* Start *

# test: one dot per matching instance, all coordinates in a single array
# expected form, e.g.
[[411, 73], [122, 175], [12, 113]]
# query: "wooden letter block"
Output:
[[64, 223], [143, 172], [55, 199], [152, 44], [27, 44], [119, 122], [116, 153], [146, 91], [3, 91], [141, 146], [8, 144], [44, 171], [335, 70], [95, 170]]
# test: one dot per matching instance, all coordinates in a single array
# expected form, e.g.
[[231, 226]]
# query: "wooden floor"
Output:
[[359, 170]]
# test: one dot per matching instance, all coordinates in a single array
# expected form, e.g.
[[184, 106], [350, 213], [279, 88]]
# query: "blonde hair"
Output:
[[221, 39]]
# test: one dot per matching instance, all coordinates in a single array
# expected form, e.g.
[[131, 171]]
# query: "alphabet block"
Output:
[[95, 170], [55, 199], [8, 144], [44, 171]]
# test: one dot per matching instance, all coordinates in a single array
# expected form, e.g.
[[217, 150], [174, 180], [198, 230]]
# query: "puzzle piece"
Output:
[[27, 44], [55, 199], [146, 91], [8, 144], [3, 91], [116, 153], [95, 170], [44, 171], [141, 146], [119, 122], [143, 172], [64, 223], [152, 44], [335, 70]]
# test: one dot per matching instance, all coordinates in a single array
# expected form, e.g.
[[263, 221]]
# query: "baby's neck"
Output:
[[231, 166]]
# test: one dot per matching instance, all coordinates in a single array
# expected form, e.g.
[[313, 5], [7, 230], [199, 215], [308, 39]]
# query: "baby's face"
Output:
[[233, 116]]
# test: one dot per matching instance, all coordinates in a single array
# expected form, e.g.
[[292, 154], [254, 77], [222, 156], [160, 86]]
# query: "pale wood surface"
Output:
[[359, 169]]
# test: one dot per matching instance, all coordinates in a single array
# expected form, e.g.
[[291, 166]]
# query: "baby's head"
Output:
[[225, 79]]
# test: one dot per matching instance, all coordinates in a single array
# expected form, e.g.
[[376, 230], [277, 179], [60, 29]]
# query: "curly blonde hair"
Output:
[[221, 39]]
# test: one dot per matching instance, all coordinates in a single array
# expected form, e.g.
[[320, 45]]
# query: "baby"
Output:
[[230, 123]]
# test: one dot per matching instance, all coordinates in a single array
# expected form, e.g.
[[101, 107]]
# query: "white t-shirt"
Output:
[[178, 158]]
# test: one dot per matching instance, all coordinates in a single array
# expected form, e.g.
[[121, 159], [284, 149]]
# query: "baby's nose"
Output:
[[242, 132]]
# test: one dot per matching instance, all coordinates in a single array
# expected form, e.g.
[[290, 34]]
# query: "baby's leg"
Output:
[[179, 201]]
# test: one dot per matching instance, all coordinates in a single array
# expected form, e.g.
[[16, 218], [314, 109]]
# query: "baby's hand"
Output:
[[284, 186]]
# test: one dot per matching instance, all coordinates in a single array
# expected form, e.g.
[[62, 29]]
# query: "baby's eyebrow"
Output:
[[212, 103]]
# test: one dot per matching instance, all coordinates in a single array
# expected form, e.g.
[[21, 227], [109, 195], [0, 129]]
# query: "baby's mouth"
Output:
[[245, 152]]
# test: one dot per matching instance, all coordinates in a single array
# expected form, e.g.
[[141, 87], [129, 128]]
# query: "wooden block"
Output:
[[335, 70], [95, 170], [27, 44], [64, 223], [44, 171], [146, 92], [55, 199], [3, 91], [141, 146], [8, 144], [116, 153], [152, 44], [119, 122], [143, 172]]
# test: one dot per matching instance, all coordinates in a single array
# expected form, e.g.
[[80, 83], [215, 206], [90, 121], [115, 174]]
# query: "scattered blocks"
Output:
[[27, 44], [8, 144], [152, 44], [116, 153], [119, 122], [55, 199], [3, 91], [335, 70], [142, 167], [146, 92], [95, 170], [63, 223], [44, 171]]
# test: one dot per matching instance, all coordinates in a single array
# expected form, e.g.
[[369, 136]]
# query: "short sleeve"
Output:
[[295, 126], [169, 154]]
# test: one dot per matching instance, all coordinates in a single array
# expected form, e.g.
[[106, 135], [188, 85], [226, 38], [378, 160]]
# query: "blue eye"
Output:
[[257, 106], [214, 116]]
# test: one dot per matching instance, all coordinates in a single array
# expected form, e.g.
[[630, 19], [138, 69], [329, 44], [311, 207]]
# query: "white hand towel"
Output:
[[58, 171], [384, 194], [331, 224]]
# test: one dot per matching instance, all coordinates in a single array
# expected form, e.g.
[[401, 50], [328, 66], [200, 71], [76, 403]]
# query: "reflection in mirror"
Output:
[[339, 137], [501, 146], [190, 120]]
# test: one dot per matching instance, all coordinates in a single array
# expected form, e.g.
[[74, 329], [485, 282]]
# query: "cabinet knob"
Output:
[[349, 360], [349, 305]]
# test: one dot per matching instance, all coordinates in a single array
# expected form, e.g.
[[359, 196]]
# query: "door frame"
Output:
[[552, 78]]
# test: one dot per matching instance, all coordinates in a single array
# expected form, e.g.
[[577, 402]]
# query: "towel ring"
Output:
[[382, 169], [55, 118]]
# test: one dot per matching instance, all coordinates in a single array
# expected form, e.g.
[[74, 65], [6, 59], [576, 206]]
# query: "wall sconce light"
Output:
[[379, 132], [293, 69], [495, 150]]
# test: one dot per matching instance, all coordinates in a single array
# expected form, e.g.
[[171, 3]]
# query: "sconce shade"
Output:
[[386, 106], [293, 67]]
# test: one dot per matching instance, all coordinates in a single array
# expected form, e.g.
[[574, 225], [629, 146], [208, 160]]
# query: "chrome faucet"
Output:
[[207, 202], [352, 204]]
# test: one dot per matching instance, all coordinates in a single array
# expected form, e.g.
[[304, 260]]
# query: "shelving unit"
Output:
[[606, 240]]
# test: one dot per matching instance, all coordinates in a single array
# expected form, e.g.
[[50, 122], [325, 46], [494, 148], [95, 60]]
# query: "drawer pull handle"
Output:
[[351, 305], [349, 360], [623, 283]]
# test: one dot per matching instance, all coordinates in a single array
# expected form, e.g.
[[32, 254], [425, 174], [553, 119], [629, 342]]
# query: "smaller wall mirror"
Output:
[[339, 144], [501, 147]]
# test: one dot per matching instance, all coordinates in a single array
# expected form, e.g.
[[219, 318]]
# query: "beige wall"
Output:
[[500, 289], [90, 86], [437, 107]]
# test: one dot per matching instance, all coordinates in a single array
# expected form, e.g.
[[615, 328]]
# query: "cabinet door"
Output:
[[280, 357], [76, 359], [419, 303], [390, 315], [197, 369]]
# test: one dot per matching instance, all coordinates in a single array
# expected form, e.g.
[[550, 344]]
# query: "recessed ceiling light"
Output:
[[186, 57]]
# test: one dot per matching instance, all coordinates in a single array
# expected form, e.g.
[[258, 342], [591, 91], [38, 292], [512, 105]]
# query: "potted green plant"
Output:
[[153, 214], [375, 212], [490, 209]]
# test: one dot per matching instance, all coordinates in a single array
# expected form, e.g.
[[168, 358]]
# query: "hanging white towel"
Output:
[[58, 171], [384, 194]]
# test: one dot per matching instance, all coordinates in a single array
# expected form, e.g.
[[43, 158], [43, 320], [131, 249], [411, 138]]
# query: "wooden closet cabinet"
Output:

* End *

> **Directions**
Return every line of the lines above that contains the word "wooden", and treat uppercase and lowercase as different.

> **Response below**
# query: "wooden letter block"
# query: "wooden floor"
# query: "wooden block"
# query: "wooden closet cabinet"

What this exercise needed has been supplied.